[Extrait]
┄┄┄┄┄┄┄┄┄┄┄┄┄┄┄┄┄┄┄┄

D'autre part, une politique de gestion du coût des sites en amont de toute implantation militaire doit être mise en place, induisant de prévoir une politique de reconversion (tant environnementale, qu'économique). La réflexion sur l’empreinte environnementale des systèmes d’armes produits comme des moyens de transport doit aussi être prise en compte sur l’ensemble de leur cycle de vie (de sa création à son démantèlement) sous peine d’une totale incohérence. La question récurrente des navires militaires souligne la nécessité d’une organisation industrielle de cette filière. Cette réflexion permettra enfin de connaître la réalité du coût complet d'un programme militaire, comme tout produit civil et de voir quel est son impact environnemental. Le gouffre économique des atolls polynésiens actuellement en dépollution suite au programme nucléaire militaire, en est un bon exemple.

┄┄┄┄┄┄┄┄┄┄┄┄┄┄┄┄┄┄┄┄

[Données fournies]
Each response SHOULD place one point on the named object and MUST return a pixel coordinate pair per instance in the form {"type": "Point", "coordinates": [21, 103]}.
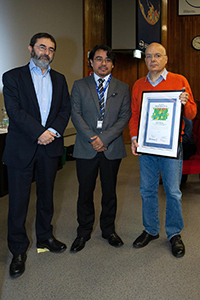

┄┄┄┄┄┄┄┄┄┄┄┄┄┄┄┄┄┄┄┄

[Problème à traiter]
Reproduisez le passage de l'extrait qui va de « D'autre part, une » jusqu'à « un bon exemple. » inclus. Seul l'extrait doit servir de référence.

[Solution]
D'autre part, une politique de gestion du coût des sites en amont de toute implantation militaire doit être mise en place, induisant de prévoir une politique de reconversion (tant environnementale, qu'économique). La réflexion sur l’empreinte environnementale des systèmes d’armes produits comme des moyens de transport doit aussi être prise en compte sur l’ensemble de leur cycle de vie (de sa création à son démantèlement) sous peine d’une totale incohérence. La question récurrente des navires militaires souligne la nécessité d’une organisation industrielle de cette filière. Cette réflexion permettra enfin de connaître la réalité du coût complet d'un programme militaire, comme tout produit civil et de voir quel est son impact environnemental. Le gouffre économique des atolls polynésiens actuellement en dépollution suite au programme nucléaire militaire, en est un bon exemple.